__A run of records__
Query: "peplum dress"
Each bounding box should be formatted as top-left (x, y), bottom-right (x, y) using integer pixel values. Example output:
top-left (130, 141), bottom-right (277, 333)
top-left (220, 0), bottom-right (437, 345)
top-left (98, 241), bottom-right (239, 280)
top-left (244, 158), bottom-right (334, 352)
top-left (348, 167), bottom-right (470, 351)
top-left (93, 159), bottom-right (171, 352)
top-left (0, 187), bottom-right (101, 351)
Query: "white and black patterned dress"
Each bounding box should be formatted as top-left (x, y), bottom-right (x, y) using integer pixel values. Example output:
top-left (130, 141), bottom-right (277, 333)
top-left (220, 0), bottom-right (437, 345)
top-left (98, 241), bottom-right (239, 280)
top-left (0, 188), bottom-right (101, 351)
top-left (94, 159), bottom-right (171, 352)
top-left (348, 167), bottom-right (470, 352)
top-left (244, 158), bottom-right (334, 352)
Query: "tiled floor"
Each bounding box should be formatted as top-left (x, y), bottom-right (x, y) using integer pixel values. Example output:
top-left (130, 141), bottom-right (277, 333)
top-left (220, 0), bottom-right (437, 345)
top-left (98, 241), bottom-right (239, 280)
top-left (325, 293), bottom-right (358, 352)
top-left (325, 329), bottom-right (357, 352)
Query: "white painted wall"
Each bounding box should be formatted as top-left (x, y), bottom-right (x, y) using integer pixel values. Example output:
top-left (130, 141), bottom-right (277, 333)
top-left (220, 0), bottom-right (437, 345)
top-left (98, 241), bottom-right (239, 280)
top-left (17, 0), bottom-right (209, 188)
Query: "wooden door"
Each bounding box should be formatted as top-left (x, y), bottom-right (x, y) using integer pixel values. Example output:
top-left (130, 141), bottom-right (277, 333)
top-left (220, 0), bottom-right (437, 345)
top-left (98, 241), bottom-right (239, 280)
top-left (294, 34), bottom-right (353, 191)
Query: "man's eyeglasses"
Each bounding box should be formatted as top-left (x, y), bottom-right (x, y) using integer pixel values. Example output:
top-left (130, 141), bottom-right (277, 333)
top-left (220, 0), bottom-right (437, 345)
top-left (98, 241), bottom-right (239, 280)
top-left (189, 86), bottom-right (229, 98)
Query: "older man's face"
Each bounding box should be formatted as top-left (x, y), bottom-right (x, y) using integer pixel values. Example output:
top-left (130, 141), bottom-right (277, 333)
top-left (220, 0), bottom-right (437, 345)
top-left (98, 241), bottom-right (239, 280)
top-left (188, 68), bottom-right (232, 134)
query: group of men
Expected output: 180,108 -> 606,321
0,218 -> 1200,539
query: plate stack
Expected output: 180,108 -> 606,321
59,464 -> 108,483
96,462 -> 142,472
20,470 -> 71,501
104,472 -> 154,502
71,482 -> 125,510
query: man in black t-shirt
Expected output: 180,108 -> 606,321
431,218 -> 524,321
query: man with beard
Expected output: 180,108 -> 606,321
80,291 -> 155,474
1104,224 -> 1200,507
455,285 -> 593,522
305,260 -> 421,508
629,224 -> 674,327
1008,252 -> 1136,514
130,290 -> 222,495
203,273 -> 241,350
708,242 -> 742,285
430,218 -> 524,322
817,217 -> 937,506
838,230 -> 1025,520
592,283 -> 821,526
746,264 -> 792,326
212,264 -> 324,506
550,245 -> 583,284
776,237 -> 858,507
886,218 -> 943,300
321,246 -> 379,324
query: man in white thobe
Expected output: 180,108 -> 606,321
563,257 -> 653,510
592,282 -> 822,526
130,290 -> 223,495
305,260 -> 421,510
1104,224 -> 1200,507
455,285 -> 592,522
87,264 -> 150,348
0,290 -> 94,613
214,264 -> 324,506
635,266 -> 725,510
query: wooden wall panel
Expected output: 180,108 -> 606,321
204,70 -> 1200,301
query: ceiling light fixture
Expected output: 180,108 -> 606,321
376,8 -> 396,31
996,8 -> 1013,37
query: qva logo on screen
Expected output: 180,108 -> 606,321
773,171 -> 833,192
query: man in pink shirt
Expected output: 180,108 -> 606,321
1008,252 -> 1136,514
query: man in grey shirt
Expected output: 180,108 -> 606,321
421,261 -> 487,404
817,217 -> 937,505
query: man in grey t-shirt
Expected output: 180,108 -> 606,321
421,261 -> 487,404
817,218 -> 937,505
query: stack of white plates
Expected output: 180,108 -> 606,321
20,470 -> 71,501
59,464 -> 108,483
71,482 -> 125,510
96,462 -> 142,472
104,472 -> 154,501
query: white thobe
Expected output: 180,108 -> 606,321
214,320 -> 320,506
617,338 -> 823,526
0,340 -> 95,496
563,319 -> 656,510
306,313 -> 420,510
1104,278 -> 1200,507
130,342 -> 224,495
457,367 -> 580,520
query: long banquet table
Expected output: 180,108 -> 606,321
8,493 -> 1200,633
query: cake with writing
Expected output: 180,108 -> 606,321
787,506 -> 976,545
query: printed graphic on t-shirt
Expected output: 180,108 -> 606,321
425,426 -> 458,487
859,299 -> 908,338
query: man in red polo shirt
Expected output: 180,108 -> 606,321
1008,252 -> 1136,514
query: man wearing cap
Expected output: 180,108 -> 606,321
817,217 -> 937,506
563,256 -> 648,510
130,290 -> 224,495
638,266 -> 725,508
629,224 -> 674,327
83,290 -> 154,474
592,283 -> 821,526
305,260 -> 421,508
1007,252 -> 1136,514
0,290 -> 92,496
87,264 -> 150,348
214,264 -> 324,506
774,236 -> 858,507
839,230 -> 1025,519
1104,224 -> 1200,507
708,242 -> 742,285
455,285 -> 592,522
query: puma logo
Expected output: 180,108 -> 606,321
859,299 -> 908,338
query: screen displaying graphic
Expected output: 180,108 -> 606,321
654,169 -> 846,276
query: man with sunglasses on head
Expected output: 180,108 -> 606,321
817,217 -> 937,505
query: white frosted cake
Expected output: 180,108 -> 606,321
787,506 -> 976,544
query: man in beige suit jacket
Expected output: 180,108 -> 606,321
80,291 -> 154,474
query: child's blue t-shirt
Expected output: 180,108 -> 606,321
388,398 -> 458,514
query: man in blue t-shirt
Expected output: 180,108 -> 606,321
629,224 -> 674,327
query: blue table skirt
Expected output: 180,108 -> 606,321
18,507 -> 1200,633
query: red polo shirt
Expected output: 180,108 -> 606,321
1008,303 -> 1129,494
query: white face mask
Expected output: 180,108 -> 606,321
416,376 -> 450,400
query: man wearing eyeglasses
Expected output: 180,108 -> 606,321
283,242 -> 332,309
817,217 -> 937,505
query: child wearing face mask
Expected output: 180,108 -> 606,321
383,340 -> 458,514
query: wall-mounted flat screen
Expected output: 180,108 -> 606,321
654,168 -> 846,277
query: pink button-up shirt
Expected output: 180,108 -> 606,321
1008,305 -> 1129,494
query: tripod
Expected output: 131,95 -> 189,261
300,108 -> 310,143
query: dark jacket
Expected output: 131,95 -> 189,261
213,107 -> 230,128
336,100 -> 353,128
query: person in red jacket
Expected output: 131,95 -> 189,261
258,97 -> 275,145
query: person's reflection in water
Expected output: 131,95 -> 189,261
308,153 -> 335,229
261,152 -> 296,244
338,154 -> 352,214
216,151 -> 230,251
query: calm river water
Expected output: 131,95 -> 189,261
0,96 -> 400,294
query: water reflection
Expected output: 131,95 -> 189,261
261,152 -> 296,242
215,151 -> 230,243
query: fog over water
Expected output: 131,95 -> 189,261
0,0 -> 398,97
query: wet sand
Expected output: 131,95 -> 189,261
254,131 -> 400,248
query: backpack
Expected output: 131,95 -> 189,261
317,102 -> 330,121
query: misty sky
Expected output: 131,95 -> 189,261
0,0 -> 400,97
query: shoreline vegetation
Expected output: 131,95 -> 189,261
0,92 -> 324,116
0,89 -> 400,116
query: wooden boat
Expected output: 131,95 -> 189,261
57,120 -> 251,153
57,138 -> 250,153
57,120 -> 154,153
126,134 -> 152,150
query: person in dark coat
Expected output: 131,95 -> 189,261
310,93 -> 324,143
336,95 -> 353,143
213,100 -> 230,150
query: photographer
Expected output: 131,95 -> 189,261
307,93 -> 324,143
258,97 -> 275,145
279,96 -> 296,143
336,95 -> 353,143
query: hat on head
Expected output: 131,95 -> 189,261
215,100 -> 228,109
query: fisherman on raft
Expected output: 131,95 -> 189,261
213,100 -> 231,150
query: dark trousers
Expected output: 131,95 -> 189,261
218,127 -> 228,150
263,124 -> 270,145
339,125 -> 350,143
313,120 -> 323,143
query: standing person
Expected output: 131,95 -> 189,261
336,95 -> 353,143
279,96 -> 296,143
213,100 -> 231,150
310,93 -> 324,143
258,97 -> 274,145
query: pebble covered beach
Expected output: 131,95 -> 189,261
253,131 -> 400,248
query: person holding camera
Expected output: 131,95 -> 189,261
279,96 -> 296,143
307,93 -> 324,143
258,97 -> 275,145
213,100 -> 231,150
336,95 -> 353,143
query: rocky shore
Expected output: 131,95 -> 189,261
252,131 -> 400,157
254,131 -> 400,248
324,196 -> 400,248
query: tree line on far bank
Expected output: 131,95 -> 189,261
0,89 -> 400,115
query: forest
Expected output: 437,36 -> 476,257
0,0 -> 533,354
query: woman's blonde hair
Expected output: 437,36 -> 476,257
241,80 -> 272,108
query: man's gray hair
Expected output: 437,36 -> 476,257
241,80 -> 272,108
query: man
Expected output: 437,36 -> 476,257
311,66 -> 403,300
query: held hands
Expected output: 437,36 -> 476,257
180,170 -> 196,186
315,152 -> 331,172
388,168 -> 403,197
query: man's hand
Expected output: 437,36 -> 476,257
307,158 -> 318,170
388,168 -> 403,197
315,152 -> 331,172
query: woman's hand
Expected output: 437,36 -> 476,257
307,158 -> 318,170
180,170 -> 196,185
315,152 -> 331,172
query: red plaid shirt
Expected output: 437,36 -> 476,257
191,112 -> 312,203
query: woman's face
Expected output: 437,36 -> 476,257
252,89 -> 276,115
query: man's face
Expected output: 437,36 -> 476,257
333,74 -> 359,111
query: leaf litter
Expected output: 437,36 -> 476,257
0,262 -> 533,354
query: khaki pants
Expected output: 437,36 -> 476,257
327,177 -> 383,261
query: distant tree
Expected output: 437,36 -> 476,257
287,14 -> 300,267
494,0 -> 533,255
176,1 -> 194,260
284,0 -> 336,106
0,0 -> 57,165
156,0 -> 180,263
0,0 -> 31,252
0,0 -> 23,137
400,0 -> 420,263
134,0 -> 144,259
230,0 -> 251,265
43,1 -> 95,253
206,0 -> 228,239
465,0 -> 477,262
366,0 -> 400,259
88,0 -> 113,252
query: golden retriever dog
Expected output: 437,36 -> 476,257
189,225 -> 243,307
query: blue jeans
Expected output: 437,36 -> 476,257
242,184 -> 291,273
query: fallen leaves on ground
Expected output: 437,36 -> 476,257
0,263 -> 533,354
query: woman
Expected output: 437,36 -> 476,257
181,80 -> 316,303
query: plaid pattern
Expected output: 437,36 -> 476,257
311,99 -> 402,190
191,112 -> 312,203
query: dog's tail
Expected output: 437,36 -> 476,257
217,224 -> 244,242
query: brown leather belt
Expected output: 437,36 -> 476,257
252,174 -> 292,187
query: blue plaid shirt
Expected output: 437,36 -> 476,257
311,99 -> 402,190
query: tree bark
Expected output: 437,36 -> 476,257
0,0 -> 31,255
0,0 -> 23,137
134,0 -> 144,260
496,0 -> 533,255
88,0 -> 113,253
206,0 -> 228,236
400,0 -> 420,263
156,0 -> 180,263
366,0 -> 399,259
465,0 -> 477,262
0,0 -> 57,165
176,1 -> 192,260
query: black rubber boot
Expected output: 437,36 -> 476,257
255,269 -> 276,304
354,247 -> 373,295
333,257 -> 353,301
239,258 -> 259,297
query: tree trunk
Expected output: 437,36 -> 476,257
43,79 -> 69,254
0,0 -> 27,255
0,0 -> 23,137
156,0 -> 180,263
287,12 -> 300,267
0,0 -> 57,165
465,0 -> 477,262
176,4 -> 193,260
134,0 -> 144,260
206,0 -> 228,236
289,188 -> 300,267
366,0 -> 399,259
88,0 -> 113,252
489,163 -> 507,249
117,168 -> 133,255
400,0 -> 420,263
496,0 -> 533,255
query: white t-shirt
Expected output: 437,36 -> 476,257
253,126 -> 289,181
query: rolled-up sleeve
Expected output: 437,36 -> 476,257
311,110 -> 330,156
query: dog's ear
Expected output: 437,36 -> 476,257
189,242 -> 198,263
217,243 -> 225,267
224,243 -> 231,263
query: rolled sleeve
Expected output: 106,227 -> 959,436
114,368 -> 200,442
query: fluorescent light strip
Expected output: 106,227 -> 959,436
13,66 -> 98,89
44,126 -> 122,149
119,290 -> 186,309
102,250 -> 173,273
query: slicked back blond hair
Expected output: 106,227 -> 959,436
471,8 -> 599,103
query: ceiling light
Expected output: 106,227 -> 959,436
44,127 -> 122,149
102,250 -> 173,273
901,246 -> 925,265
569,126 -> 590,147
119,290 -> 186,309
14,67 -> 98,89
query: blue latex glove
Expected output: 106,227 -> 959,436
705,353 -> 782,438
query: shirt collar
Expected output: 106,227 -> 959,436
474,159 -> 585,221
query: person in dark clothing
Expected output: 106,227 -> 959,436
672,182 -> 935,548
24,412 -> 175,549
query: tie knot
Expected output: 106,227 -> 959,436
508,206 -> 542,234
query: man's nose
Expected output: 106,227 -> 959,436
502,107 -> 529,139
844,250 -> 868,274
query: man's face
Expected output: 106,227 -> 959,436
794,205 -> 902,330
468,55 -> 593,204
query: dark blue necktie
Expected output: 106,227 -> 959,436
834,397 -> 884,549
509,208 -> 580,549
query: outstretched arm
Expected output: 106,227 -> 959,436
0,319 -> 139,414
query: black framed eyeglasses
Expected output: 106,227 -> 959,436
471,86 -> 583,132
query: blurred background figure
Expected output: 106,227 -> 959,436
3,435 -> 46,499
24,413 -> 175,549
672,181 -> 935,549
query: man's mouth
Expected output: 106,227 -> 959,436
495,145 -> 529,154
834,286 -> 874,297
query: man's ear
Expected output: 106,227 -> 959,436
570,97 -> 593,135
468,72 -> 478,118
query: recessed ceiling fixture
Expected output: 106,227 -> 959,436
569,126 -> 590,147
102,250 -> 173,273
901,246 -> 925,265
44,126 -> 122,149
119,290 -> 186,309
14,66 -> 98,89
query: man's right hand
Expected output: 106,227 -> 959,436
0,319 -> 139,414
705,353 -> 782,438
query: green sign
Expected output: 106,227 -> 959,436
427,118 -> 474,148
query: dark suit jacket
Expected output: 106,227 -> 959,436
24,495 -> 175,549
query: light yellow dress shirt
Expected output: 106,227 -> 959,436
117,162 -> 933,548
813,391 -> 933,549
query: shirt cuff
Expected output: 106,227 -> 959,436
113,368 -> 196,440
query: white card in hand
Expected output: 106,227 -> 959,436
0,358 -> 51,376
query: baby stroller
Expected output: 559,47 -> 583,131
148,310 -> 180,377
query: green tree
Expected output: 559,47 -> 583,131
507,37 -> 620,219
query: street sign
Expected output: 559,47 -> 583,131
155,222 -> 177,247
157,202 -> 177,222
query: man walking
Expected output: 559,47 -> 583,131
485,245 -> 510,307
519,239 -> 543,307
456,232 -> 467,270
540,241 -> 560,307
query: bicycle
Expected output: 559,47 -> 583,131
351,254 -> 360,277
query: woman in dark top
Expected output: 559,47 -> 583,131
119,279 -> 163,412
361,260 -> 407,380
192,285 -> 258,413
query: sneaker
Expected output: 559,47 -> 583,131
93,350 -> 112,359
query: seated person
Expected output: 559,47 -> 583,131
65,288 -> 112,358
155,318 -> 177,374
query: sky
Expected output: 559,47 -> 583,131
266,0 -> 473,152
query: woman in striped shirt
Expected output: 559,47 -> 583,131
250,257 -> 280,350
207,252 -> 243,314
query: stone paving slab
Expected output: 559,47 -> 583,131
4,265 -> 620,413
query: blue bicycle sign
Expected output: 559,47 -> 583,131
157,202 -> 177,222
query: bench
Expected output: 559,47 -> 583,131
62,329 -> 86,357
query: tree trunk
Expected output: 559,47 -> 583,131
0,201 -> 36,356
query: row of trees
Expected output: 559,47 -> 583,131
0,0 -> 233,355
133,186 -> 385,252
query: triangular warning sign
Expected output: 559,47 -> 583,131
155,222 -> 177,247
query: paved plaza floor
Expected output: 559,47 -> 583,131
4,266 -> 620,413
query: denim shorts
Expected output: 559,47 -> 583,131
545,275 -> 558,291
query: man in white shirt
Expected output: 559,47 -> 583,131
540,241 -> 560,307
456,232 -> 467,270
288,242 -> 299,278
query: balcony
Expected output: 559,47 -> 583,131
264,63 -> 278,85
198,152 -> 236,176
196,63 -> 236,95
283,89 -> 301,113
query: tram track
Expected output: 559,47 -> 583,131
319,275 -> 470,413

__YOUR TASK__
Copy out the lines from the one with "query: dog's tail" up to and including the one with "239,258 -> 259,297", putting "tan leather belt" in place of "brown leather belt" and changing nothing else.

__TASK OUTPUT__
query: dog's tail
Expected output: 437,36 -> 476,257
217,224 -> 244,242
query: tan leather belt
Expected output: 437,36 -> 476,257
252,174 -> 292,187
query: blue plaid shirt
Expected output: 437,36 -> 476,257
311,99 -> 402,190
query: tree bark
Expected output: 437,36 -> 476,257
0,0 -> 31,255
0,0 -> 23,137
134,0 -> 144,260
496,0 -> 533,255
88,0 -> 113,253
206,0 -> 228,236
400,0 -> 420,263
156,0 -> 180,263
366,0 -> 399,259
465,0 -> 477,262
0,0 -> 57,165
176,1 -> 192,260
query: black rubber boot
Expected output: 437,36 -> 476,257
255,269 -> 276,304
354,247 -> 373,295
333,257 -> 353,301
239,258 -> 259,297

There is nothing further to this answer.